Lance Armstrong’s seven straight Tour de France victories and Joe DiMaggio’s 56 game hitting streak sit on top of the pile when it comes to incredible feats in sports.
The year after Babe Ruth was released by the Yankees, Joe DiMaggio arrived in New York and led the Yankees to a championship as a rookie. He served in the army during World War II and later married Marilyn Monroe. More than enough reasons to make him an American hero. Lance Armstrong is a hero because he survived a lethal bout with cancer and recovered well enough to not only ride again and win a Tour de France, but to keep on riding until he’d won more than any other man in history.
The last time a French rider won the Tour de France was 1985. An American rider has now won ten of the last twenty Tours – Greg LeMond won in 1986 and 1989-90. France was already pissed off at the US before their riders started taking over France’s premier sports event so it’s not surprising that the French newspaper L’Equipe reported that a B sample of Armstrong’s blood taken during his first Tour win showed the presence of EPO, a form of blood doping. It helps that French libel laws force the libeled person to prove that the newspaper’s report is false. L’Equipe journalists are well aware that this is a tough standard to satisfy.

TASK STATEMENT:
Quote the part of the passage on Lance Armstrong and Joe DiMaggio starting with "Lance Armstrong’s seven" and going on through "feats in sports.", with no change to its wording.

EXTRACTED ENTRIES:
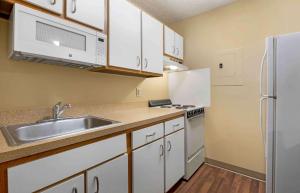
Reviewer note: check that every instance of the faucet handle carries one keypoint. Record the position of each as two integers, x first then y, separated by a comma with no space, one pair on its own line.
66,106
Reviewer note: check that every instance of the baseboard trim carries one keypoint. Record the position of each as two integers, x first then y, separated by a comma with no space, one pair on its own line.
243,171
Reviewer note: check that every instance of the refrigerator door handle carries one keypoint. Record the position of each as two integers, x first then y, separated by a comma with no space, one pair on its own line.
263,62
261,101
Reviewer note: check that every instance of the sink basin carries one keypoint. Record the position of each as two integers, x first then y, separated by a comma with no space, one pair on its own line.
21,134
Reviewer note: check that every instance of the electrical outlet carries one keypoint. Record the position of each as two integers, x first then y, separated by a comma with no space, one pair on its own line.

THE COMPLETED TASK:
Lance Armstrong’s seven straight Tour de France victories and Joe DiMaggio’s 56 game hitting streak sit on top of the pile when it comes to incredible feats in sports.